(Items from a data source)
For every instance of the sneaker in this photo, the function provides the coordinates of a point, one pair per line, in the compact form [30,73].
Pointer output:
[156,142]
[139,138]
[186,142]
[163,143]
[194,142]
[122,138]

▸ **What the exercise asks**: Please update the rows above by changing every "sneaker" to "running shoe" and leaving everything else as it is.

▸ **Written solution**:
For every instance of the running shoe in this photo, the function provides the coordinates of a point, one pair per line, in the compact form [30,73].
Pointer output:
[156,142]
[139,138]
[186,142]
[163,143]
[194,142]
[122,138]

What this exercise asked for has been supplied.